_Aim of the exercise:_ Starting at the line that contains "Greenhouse-scouting request: tag the rope with", restate each line word for word through the final line of the data, keeping both ends.

(Collected data)
——————
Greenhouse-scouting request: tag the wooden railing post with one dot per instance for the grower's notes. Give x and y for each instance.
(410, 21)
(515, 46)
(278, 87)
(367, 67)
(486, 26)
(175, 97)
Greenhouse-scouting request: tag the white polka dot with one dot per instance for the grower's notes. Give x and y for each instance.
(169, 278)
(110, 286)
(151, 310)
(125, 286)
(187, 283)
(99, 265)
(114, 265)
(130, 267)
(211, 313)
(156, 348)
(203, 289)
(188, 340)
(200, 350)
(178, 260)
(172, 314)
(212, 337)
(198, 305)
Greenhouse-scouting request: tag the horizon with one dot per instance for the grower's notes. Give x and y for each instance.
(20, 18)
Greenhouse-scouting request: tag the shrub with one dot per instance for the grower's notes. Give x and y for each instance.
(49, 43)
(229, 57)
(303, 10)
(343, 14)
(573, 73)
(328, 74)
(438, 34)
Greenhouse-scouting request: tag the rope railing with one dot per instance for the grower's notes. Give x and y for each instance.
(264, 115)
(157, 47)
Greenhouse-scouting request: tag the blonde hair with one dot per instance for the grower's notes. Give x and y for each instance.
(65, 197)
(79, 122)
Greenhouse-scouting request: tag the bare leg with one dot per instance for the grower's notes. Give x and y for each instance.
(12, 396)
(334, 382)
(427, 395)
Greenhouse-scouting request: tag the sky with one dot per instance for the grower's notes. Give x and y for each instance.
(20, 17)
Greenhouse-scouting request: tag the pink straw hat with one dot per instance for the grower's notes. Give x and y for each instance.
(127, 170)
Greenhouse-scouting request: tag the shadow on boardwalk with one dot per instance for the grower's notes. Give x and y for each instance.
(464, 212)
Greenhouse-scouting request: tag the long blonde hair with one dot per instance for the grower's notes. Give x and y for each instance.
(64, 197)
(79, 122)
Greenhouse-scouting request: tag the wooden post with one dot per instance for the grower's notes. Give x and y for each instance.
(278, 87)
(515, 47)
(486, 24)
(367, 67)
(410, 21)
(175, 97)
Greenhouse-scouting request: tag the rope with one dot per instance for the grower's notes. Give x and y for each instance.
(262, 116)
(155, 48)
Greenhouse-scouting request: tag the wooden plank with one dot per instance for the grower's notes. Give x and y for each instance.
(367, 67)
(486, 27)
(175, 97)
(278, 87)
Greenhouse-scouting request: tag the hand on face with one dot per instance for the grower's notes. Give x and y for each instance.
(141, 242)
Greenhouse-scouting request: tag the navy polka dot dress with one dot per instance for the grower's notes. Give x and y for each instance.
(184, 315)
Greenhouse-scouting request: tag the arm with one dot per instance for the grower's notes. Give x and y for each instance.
——————
_Output for this exercise:_
Greenhouse-scouting request: tag the rope with one dot per instance for the grower's notes. Give x and y for each instance.
(262, 116)
(155, 48)
Greenhouse-scouting request: tag the wooden plank with one dot per instance for the grower's notes. Give x and y for each instance.
(367, 67)
(486, 27)
(175, 97)
(278, 87)
Greenhouse-scouting request: tag the hand on face with one dot per instance for the grower's notes. Give x and y for each instance.
(141, 242)
Greenhouse-scouting request: tag the navy polka dot dress with one dot per instance for the grower's notes. Give x and y for each instance.
(184, 315)
Greenhouse-scouting request: tag the arm with one dot per instance for the grower's notes. Give x and y for each instance.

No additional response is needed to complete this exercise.